Look for "Double-checking: the white exterior" in the listing below, then copy exactly the line it appears in and all lines after it to the end, and nothing more.

-- Source material --
==========

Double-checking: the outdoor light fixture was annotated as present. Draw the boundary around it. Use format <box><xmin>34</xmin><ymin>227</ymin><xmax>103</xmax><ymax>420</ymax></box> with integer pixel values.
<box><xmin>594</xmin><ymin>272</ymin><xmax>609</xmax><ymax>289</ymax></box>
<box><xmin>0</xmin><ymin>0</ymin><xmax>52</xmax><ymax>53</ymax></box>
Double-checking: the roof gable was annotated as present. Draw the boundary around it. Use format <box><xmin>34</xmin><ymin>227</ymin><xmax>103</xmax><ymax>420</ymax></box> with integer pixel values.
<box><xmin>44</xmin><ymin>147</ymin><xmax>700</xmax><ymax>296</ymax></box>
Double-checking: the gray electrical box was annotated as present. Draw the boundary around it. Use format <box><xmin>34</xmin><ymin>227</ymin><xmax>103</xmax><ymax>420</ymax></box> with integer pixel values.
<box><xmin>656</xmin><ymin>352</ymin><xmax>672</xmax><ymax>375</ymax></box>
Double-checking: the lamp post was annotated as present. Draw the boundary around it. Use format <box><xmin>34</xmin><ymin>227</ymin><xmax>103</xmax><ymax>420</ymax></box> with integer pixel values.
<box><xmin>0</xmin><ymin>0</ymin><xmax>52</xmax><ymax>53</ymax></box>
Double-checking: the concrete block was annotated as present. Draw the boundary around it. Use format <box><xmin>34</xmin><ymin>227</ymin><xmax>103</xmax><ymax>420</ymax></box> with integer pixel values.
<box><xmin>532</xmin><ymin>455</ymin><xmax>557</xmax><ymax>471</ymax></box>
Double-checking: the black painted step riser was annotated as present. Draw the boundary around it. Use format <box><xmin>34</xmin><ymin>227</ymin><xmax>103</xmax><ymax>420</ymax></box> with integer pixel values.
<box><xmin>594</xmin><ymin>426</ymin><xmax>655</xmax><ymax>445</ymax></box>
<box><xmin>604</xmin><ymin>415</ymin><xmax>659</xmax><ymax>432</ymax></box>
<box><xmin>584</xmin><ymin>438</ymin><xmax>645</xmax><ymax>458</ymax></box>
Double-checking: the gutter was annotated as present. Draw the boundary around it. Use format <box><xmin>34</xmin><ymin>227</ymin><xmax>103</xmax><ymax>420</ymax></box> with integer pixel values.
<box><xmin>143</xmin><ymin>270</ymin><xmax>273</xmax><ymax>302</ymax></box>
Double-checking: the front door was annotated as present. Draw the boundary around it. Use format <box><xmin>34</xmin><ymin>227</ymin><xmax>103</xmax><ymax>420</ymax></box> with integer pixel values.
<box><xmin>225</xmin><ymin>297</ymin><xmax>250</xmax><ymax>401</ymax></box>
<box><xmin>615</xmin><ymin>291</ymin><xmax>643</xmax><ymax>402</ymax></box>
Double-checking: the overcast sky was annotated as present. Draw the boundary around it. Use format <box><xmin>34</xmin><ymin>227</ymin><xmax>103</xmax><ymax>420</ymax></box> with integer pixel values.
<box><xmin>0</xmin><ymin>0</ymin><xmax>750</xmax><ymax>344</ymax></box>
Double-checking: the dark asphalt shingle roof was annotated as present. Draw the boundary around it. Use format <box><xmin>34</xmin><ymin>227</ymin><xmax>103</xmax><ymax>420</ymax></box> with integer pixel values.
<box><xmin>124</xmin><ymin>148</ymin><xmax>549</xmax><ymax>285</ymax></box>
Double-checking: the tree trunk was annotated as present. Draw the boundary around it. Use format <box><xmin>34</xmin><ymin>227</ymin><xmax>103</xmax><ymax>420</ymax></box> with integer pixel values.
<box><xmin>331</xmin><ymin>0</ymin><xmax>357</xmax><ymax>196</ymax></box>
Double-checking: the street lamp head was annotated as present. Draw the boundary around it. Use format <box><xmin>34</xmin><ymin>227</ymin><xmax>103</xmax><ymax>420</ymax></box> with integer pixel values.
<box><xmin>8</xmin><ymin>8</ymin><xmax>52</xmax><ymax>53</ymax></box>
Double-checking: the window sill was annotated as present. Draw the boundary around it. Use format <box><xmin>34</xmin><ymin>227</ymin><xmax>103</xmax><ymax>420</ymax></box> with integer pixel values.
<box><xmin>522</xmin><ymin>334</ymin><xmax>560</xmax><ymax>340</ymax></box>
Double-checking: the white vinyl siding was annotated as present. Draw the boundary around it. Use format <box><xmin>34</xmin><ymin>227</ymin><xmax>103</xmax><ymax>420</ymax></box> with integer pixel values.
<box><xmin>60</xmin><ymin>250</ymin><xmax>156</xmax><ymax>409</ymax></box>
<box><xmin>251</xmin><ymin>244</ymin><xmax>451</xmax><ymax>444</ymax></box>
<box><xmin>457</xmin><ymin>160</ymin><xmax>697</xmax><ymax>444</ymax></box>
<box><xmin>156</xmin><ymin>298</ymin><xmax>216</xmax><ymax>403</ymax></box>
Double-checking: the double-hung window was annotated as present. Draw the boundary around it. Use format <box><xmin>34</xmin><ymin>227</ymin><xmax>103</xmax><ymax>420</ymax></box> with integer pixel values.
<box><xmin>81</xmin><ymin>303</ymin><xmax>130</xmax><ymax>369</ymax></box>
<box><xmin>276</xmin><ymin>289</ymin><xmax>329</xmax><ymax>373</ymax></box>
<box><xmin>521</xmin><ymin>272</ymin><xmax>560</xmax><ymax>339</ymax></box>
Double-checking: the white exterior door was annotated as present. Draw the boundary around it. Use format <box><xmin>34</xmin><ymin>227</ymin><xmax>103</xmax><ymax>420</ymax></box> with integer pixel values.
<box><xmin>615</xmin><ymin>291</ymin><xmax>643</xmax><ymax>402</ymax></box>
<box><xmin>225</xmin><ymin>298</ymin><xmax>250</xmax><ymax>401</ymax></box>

==========

-- Full solution --
Double-checking: the white exterior door was annotated as present. Draw the boundary around it. Use format <box><xmin>34</xmin><ymin>227</ymin><xmax>103</xmax><ymax>420</ymax></box> with integer pixel values.
<box><xmin>615</xmin><ymin>291</ymin><xmax>643</xmax><ymax>402</ymax></box>
<box><xmin>225</xmin><ymin>298</ymin><xmax>250</xmax><ymax>401</ymax></box>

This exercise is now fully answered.